Output all of the records again, exactly as written.

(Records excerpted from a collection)
((

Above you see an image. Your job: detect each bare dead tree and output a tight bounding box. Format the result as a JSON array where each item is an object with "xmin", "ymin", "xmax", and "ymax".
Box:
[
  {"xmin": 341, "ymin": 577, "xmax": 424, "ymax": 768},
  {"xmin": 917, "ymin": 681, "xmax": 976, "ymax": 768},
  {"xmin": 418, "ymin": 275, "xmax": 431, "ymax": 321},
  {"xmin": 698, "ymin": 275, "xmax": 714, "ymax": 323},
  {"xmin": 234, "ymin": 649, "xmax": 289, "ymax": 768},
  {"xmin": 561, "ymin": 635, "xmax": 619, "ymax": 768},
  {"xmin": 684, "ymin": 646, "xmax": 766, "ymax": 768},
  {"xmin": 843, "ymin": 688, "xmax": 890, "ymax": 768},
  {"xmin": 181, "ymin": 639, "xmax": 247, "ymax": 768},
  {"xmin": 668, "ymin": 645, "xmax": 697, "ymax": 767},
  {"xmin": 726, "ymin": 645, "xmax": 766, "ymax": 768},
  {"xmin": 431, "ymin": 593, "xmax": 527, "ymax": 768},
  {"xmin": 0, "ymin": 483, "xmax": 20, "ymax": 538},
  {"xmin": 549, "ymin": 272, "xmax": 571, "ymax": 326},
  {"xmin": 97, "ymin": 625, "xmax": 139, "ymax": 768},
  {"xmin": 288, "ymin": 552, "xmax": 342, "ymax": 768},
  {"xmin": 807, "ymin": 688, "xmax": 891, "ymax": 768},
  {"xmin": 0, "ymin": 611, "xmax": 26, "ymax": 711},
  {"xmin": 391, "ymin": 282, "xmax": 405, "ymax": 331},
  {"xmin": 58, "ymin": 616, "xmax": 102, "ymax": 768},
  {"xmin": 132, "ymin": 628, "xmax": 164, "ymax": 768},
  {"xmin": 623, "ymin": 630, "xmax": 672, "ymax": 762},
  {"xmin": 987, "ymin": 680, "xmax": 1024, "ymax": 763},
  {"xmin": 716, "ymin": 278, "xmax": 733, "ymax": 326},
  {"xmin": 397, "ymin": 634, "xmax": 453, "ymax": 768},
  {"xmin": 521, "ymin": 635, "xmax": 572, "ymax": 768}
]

))

### Solution for this task
Above you see an image. Your job: detect each bare dead tree and output a tight bounding box. Format the result as a JSON array where each item is an object with "xmin", "ymin", "xmax", and "ymax".
Box:
[
  {"xmin": 341, "ymin": 577, "xmax": 424, "ymax": 768},
  {"xmin": 917, "ymin": 681, "xmax": 976, "ymax": 768},
  {"xmin": 418, "ymin": 275, "xmax": 431, "ymax": 321},
  {"xmin": 698, "ymin": 275, "xmax": 714, "ymax": 323},
  {"xmin": 234, "ymin": 649, "xmax": 289, "ymax": 768},
  {"xmin": 561, "ymin": 635, "xmax": 619, "ymax": 768},
  {"xmin": 684, "ymin": 646, "xmax": 766, "ymax": 768},
  {"xmin": 843, "ymin": 688, "xmax": 890, "ymax": 768},
  {"xmin": 181, "ymin": 639, "xmax": 247, "ymax": 768},
  {"xmin": 668, "ymin": 645, "xmax": 697, "ymax": 767},
  {"xmin": 726, "ymin": 645, "xmax": 766, "ymax": 768},
  {"xmin": 431, "ymin": 593, "xmax": 527, "ymax": 768},
  {"xmin": 0, "ymin": 483, "xmax": 20, "ymax": 538},
  {"xmin": 549, "ymin": 272, "xmax": 571, "ymax": 326},
  {"xmin": 97, "ymin": 625, "xmax": 139, "ymax": 768},
  {"xmin": 288, "ymin": 552, "xmax": 342, "ymax": 768},
  {"xmin": 807, "ymin": 688, "xmax": 891, "ymax": 768},
  {"xmin": 0, "ymin": 611, "xmax": 26, "ymax": 711},
  {"xmin": 391, "ymin": 282, "xmax": 405, "ymax": 331},
  {"xmin": 58, "ymin": 616, "xmax": 102, "ymax": 768},
  {"xmin": 132, "ymin": 628, "xmax": 164, "ymax": 768},
  {"xmin": 623, "ymin": 630, "xmax": 672, "ymax": 762},
  {"xmin": 987, "ymin": 680, "xmax": 1024, "ymax": 763},
  {"xmin": 716, "ymin": 278, "xmax": 733, "ymax": 326},
  {"xmin": 397, "ymin": 634, "xmax": 453, "ymax": 768},
  {"xmin": 521, "ymin": 635, "xmax": 572, "ymax": 768}
]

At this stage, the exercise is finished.